> [Task statement]:
Echo the passage on the Waitangi Tribunal and Māori governance word for word, from start to finish.

Of course, the the matter isn’t quite so black and white. Consider that the New Zealand Government established the Waitangi Tribunal in 1975 to hear Māori claims of violations of the treaty. To date, some $700 million have been spent by the Government on reparations to the Māori in the form of land and property transfers, and formal apologies for violations of the treaty, all with the consent of the British Monarchy. Such payments, however, have stoked the resentment of some non-Māori New Zealanders who allege that the Māori are simply exploiting the treaty to obtain special privileges from the Government. The Māori claim that such concessions by the Government are simply what is appropriate given the destruction of their culture and governing structures.

As an aside, my work here will focus on the restoration of traditional Māori governance structures and their long-term viability. To wit, concerns about extant Māori governance entities have reached such a pressing level that the University of Waikato’s Māori and Indigenous Governance Centre has committed significant resources for examining the best practices of tribal governance from around the world in hopes strengthening Māori governmental institutions at home. All of which is a very long way of saying that my work here will focus on finding ways to help create stable governing entities for Māori peoples. 

Taking a step back, as an American in New Zealand, it’s a bit odd celebrating another country’s founding. But I tried to get in the spirit by having a lunch of what the locals call fish and chips – or what I routinely call fish and freedom fries much to the confusion of my local restauranteur – who happens to be a Vietnamese immigrant that speaks only limited English. To compensate for my foolishness, I make it a point to leave a tip. Unfortunately, I think this further confuses him since New Zealand isn’t a country that tips its service industry workers. Strange, I know.

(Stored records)
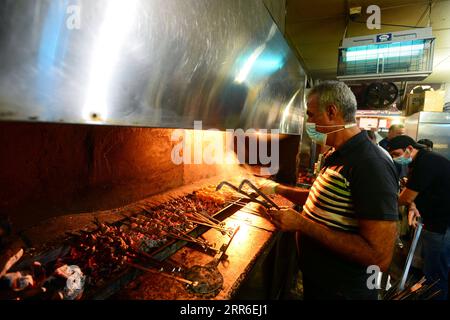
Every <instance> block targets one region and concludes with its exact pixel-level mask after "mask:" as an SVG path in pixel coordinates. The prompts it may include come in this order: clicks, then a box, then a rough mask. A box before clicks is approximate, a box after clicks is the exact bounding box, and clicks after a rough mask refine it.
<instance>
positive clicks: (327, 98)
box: [308, 81, 357, 123]
mask: <svg viewBox="0 0 450 320" xmlns="http://www.w3.org/2000/svg"><path fill="white" fill-rule="evenodd" d="M312 95H317V96H318V98H319V108H320V110H325V108H326V107H327V106H329V105H332V104H333V105H335V106H336V107H337V108H338V110H339V111H340V112H341V113H342V116H343V117H344V121H345V122H346V123H351V122H355V115H356V106H357V103H356V98H355V95H354V94H353V92H352V90H350V88H349V87H348V86H347V85H346V84H345V83H344V82H341V81H323V82H321V83H319V84H318V85H316V86H314V87H313V88H312V89H311V91H310V92H309V93H308V98H309V97H311V96H312Z"/></svg>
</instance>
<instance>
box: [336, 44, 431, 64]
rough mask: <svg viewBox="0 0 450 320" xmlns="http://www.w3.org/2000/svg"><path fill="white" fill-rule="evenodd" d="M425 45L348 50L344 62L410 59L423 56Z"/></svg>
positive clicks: (363, 47) (364, 48) (379, 47)
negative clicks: (386, 59) (379, 58)
mask: <svg viewBox="0 0 450 320" xmlns="http://www.w3.org/2000/svg"><path fill="white" fill-rule="evenodd" d="M424 48H425V44H424V43H420V44H413V45H404V46H401V45H395V46H394V45H392V46H390V45H382V46H381V45H380V46H376V45H369V46H362V47H352V48H348V49H347V50H346V51H345V53H344V61H361V60H373V59H379V58H393V57H410V56H418V55H420V54H422V52H423V49H424Z"/></svg>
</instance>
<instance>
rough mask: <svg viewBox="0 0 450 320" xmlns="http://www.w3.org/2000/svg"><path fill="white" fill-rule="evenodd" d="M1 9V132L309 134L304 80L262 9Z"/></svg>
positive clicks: (275, 27)
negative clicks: (279, 130) (3, 123)
mask: <svg viewBox="0 0 450 320" xmlns="http://www.w3.org/2000/svg"><path fill="white" fill-rule="evenodd" d="M0 2H1V8H2V9H1V11H0V47H1V50H0V121H35V122H58V123H75V124H86V123H89V124H101V125H124V126H139V127H164V128H193V126H194V121H195V120H197V121H202V125H203V129H206V128H217V129H221V130H224V129H228V128H242V129H244V130H245V129H248V128H254V129H262V128H267V129H280V132H281V133H288V134H301V132H302V122H303V115H304V101H303V99H304V92H303V91H304V88H305V79H306V76H305V73H304V71H303V69H302V67H301V65H300V64H299V62H298V60H297V58H296V57H295V55H294V53H293V52H292V51H291V49H290V48H289V46H288V45H287V43H286V41H285V39H284V38H283V36H282V34H281V33H280V32H279V30H278V29H277V27H276V25H275V23H274V22H273V21H272V19H271V17H270V14H269V13H268V11H267V9H266V8H265V6H264V4H263V2H262V1H261V0H226V1H224V0H127V1H123V0H51V1H50V0H36V1H29V0H0Z"/></svg>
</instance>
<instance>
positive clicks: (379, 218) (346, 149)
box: [303, 132, 398, 232]
mask: <svg viewBox="0 0 450 320" xmlns="http://www.w3.org/2000/svg"><path fill="white" fill-rule="evenodd" d="M396 180H397V177H396V172H395V168H394V166H393V164H392V161H390V160H389V159H386V157H385V155H384V154H382V153H381V152H380V150H379V147H378V146H376V145H374V144H372V142H370V141H369V140H368V138H367V133H365V132H361V133H359V134H358V135H356V136H354V137H353V138H351V139H350V140H349V141H348V142H347V143H345V144H344V145H343V146H342V147H341V148H340V149H339V150H334V149H332V150H331V151H330V152H328V153H327V154H326V155H325V160H324V167H323V168H322V169H321V170H320V173H319V175H318V176H317V178H316V180H315V182H314V184H313V185H312V187H311V191H310V193H309V196H308V199H307V201H306V203H305V205H304V206H303V212H304V213H305V214H306V215H307V216H308V217H309V218H310V219H312V220H314V221H316V222H318V223H321V224H323V225H326V226H328V227H331V228H335V229H338V230H342V231H347V232H358V219H379V220H396V219H397V217H398V215H397V182H396Z"/></svg>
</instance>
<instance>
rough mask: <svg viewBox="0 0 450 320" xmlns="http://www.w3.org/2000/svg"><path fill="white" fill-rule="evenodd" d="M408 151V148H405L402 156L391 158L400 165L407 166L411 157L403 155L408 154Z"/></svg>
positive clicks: (402, 165)
mask: <svg viewBox="0 0 450 320" xmlns="http://www.w3.org/2000/svg"><path fill="white" fill-rule="evenodd" d="M409 153H410V152H409V150H406V151H405V153H404V154H403V155H402V156H400V157H397V158H394V159H392V160H394V161H395V162H396V163H398V164H400V165H402V166H407V165H408V164H410V163H411V162H412V158H411V157H409V158H406V157H405V154H409Z"/></svg>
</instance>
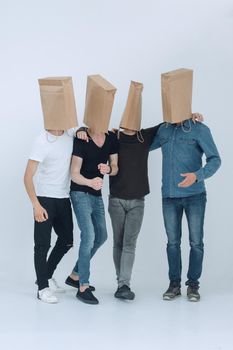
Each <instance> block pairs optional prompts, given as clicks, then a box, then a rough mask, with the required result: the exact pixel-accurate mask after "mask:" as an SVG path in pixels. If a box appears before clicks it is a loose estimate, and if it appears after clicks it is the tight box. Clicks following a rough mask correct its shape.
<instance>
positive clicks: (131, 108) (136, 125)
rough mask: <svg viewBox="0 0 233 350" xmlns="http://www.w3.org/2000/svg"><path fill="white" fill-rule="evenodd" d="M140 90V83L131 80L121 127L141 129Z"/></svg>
mask: <svg viewBox="0 0 233 350" xmlns="http://www.w3.org/2000/svg"><path fill="white" fill-rule="evenodd" d="M142 90H143V84H142V83H138V82H136V81H131V84H130V88H129V94H128V99H127V103H126V106H125V110H124V113H123V116H122V119H121V123H120V127H121V128H123V129H129V130H135V131H138V130H140V129H141V119H142Z"/></svg>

> [Result of the exercise]:
Of course, the the matter isn’t quite so black and white. Consider that the New Zealand Government established the Waitangi Tribunal in 1975 to hear Māori claims of violations of the treaty. To date, some $700 million have been spent by the Government on reparations to the Māori in the form of land and property transfers, and formal apologies for violations of the treaty, all with the consent of the British Monarchy. Such payments, however, have stoked the resentment of some non-Māori New Zealanders who allege that the Māori are simply exploiting the treaty to obtain special privileges from the Government. The Māori claim that such concessions by the Government are simply what is appropriate given the destruction of their culture and governing structures.

As an aside, my work here will focus on the restoration of traditional Māori governance structures and their long-term viability. To wit, concerns about extant Māori governance entities have reached such a pressing level that the University of Waikato’s Māori and Indigenous Governance Centre has committed significant resources for examining the best practices of tribal governance from around the world in hopes strengthening Māori governmental institutions at home. All of which is a very long way of saying that my work here will focus on finding ways to help create stable governing entities for Māori peoples. 

Taking a step back, as an American in New Zealand, it’s a bit odd celebrating another country’s founding. But I tried to get in the spirit by having a lunch of what the locals call fish and chips – or what I routinely call fish and freedom fries much to the confusion of my local restauranteur – who happens to be a Vietnamese immigrant that speaks only limited English. To compensate for my foolishness, I make it a point to leave a tip. Unfortunately, I think this further confuses him since New Zealand isn’t a country that tips its service industry workers. Strange, I know.